Hoje, um hidratante Mustela indicado para tratar dermatite atópica dos bebês também atende aos adultos. Nas farmácias, é possível conferir que a maior parte das embalagens traz as especificações bebê, criança e família.
Para ampliar atuação dentro do conceito do cuidado que, para ela, inclui também “cuidar do planeta” e do bom envelhecer (“well aging”), a executiva acaba de lançar a marca Iana, de dermocosméticos e suplementos alimentares para a prevenção de artrose. A nova frente funciona como uma extensão do medicamento natural Piascledine, distribuído no Brasil pela Abbot, que atua no “conforto das articulações”.
Com formulações de dermocosméticos naturais e sustentáveis e, portanto, com preços mais altos, a Mustela não atende ao público de massa. Em algumas categorias concorre com Weleda, a francesa MKL Green Nature e BepantolDerma, da Bayer. Em outras, como proteção solar, com La Roche Posay, da L’Oréal, por exemplo.
Assim, mesmo exportando para 90 países, a empresa decidiu diversificar, para não ficar dependente dos mercados maduros europeus. A França é, historicamente, o principal mercado da Mustela, “só que, como muitas subsidiárias europeias, faz parte do grupo de países onde a demografia não está a favor dos bebês”, diz. “Então a França vai diminuindo o seu peso, pouco a pouco, porque os outros estão crescendo mais rapidamente.”
Presente no Brasil desde 2012, a Mustela credenciou no fim do ano passado uma fábrica com a transferência de tecnologia para produzir, por exemplo, gel de banho, creme para estrias e hidratante calmante para peles sensíveis. A executiva também escolheu o mercado brasileiro para estrear os refis de cosméticos.

**Dados de origem**
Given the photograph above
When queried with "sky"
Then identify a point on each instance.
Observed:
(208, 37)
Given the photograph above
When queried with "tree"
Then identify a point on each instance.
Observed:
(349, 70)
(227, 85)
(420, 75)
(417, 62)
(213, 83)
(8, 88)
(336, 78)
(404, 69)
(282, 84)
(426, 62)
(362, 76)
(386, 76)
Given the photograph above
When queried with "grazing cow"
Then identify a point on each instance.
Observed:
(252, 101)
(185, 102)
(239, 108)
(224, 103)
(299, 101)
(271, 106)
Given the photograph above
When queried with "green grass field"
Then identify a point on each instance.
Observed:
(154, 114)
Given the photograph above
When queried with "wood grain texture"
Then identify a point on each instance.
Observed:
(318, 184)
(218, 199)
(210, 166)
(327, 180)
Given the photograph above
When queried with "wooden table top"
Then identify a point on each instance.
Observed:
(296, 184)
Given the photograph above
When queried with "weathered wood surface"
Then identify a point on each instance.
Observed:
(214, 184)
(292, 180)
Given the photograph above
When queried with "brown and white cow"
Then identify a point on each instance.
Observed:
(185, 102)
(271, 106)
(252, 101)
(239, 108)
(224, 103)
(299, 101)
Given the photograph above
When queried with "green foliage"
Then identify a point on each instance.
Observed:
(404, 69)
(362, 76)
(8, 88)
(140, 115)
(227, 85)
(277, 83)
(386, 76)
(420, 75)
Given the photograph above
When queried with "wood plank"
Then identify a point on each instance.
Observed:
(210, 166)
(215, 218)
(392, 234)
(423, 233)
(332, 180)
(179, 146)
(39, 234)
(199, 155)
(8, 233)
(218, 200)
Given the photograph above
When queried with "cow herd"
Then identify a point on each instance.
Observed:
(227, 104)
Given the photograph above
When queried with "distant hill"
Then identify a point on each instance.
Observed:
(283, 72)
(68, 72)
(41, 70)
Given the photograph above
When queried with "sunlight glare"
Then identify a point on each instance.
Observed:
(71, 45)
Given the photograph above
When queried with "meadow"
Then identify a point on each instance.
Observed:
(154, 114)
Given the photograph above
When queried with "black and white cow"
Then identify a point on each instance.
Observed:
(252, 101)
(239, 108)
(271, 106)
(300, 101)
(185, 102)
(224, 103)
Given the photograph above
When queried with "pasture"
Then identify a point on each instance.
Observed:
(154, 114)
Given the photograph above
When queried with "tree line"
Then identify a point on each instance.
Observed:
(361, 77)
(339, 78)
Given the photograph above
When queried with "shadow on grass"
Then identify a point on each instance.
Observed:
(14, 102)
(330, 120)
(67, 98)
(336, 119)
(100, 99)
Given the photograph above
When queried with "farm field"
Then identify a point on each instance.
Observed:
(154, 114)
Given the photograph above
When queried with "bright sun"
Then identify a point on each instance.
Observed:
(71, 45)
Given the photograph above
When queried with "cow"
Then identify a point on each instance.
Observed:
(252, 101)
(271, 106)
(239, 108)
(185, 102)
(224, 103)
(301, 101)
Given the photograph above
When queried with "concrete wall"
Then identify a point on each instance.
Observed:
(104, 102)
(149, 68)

**Perguntas**
1. Segundo o trecho sobre a Mustela, desde que ano a marca está presente no Brasil?
2. Transcreva do trecho sobre a Mustela a passagem que começa em “Para ampliar atuação” e termina em “L’Oréal, por exemplo.”, incluindo essas palavras.
Os registros não têm relação com o trecho.

**Respostas abaixo**
1. Desde 2012.

2.
Para ampliar atuação dentro do conceito do cuidado que, para ela, inclui também “cuidar do planeta” e do bom envelhecer (“well aging”), a executiva acaba de lançar a marca Iana, de dermocosméticos e suplementos alimentares para a prevenção de artrose. A nova frente funciona como uma extensão do medicamento natural Piascledine, distribuído no Brasil pela Abbot, que atua no “conforto das articulações”.
Com formulações de dermocosméticos naturais e sustentáveis e, portanto, com preços mais altos, a Mustela não atende ao público de massa. Em algumas categorias concorre com Weleda, a francesa MKL Green Nature e BepantolDerma, da Bayer. Em outras, como proteção solar, com La Roche Posay, da L’Oréal, por exemplo.